• Requisitos do exercício
(1) Verta para o inglês esta frase do texto: "Ela escreveu o roteiro mais bonito que eu já vi."
(2) Resuma o texto em duas frases.
(3) Dê sequência ao texto a partir da última frase apresentada.

• Texto
↓

A própria Stewart quase teve suas mãos em um pedaço do Petals For Armor. “Ela ia dirigir o clipe para ‘Roses/Lotus/Violet/Iris’”, conta Williams. “Ela escreveu o roteiro mais bonito que eu já vi. Eu estava chocada. Ela é uma escritora maravilhosa”. O vídeo entretanto não aconteceu devido a desencontro de agendas que não se alinharam. “Talvez ainda possa acontecer”, Williams diz. “Talvez no final de tudo isso seja o que vamos fazer”.

↑

Entradas de dados salvas:
↓

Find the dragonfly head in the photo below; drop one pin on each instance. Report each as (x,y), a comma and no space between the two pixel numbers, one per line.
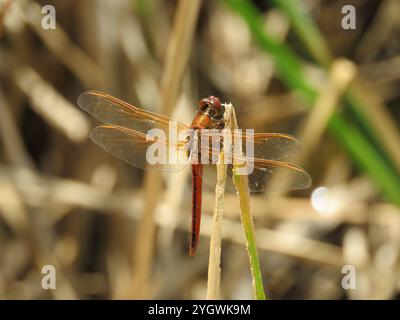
(212,105)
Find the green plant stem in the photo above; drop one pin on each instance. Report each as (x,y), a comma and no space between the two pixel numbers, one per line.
(288,66)
(242,187)
(241,184)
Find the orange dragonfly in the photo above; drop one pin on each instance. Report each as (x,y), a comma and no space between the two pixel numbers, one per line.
(125,135)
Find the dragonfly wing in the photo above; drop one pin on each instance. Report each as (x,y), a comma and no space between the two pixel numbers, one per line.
(113,111)
(263,175)
(139,150)
(273,146)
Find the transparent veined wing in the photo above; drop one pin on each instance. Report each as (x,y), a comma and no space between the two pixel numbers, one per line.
(140,150)
(113,111)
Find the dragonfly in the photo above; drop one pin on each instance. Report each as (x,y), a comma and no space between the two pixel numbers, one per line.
(124,134)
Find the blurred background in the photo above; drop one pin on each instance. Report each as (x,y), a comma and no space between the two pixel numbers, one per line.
(114,231)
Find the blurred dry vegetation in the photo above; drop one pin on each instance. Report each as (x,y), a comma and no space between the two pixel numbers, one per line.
(113,231)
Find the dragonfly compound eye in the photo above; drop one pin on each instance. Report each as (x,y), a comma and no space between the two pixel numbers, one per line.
(216,109)
(203,104)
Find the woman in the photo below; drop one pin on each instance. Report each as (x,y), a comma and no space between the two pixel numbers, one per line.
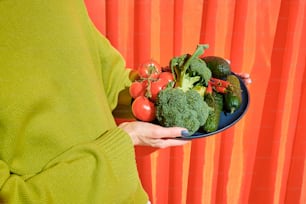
(60,81)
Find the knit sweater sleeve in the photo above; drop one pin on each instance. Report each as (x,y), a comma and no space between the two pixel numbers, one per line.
(96,167)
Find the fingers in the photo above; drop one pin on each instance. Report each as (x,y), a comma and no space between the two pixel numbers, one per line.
(164,143)
(148,134)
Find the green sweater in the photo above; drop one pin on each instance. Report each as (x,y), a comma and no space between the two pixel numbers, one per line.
(59,82)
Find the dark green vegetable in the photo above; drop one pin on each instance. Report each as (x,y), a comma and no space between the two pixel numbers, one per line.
(233,97)
(218,66)
(174,107)
(189,70)
(215,101)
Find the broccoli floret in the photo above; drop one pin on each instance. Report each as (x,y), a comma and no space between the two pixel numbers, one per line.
(174,107)
(190,70)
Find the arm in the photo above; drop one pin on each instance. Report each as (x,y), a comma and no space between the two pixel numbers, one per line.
(86,173)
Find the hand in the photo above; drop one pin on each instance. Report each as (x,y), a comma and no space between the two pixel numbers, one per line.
(244,76)
(148,134)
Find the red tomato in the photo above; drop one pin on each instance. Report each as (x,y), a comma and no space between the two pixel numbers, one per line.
(157,86)
(149,69)
(167,76)
(143,109)
(138,88)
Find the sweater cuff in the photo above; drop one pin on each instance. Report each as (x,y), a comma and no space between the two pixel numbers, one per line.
(118,147)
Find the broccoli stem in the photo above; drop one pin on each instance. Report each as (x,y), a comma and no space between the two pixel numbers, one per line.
(198,52)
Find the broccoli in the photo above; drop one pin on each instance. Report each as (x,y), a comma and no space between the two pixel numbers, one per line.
(189,70)
(174,107)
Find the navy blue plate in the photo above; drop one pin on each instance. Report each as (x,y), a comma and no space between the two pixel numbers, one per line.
(227,120)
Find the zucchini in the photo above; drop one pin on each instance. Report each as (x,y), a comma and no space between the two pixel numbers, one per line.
(233,98)
(218,66)
(215,101)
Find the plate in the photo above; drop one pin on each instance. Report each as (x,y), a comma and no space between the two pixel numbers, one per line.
(227,120)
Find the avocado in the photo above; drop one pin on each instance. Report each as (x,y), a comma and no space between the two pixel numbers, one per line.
(218,66)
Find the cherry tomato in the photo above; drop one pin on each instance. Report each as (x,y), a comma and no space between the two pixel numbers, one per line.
(167,76)
(143,109)
(149,69)
(156,87)
(138,88)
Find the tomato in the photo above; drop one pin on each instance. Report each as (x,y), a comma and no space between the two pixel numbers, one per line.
(156,87)
(143,109)
(167,76)
(149,69)
(138,88)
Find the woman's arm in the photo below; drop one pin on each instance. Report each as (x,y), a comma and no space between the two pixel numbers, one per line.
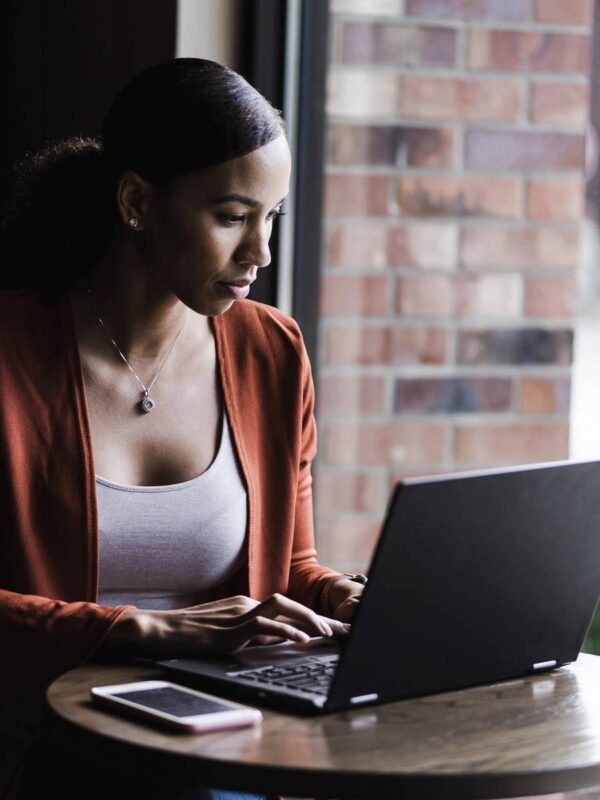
(332,593)
(40,638)
(223,626)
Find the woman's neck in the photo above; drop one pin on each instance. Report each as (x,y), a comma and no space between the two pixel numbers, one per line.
(142,316)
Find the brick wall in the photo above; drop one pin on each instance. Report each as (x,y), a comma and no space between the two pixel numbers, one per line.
(454,191)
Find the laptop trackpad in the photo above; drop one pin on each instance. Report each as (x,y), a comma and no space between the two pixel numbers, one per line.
(288,652)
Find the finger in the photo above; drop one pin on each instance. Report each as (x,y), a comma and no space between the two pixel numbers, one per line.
(278,604)
(339,626)
(242,634)
(345,611)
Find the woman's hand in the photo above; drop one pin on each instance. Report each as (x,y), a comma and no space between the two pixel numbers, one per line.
(343,598)
(223,626)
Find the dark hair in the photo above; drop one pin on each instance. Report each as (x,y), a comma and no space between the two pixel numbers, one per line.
(177,117)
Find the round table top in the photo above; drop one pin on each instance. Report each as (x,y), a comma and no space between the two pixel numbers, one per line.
(533,735)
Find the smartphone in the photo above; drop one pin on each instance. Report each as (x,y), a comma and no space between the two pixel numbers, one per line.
(176,707)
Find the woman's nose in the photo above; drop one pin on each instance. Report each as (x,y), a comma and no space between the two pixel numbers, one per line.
(256,248)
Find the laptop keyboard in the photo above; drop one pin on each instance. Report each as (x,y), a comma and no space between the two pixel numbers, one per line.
(313,674)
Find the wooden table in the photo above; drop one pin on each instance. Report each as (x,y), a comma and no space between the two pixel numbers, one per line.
(536,735)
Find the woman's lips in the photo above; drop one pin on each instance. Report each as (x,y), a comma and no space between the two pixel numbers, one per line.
(236,289)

↑

• Respostas
(1) She wrote the most beautiful script I have ever seen.

(2) Stewart quase dirigiu o clipe de "Roses/Lotus/Violet/Iris", do Petals For Armor, e Williams elogia o roteiro que ela escreveu e o seu talento como escritora. O vídeo não foi feito por causa de agendas incompatíveis, mas Williams diz que talvez ainda possa acontecer.

(3)
Essa música, lançada no dia 19 de março, tem créditos adicionais a banda Boygenius, que é composta por Bridgers, Julien Baker, e Lucy Dacus. A colaboração surgiu acidentalmente quando Williams falava com Baker, uma amiga próxima, que ela planejava pedir para colaborar na faixa em uma concerto local. Dacus estava lá também e mencionou que Bridgers poderia vir para a cidade no dia seguinte. Bridgers descreveu a gravação como “o melhor encontro de família”, com comida vegana e prévias de novas músicas. A gravação do dia é a única participação do álbum. “As vezes eu fico intrigada com a quantidade de participações que as pessoas fazem hoje em dia. Toda música tem uma participação. Essa foi poderosa e elas realmente acrescentaram aos meus vocais com a singularidade delas e é sobre isso que toda a droga da música fala: sermos capazes de fazer algo umas pelas outras. Isso aprofundou o significado para mim”.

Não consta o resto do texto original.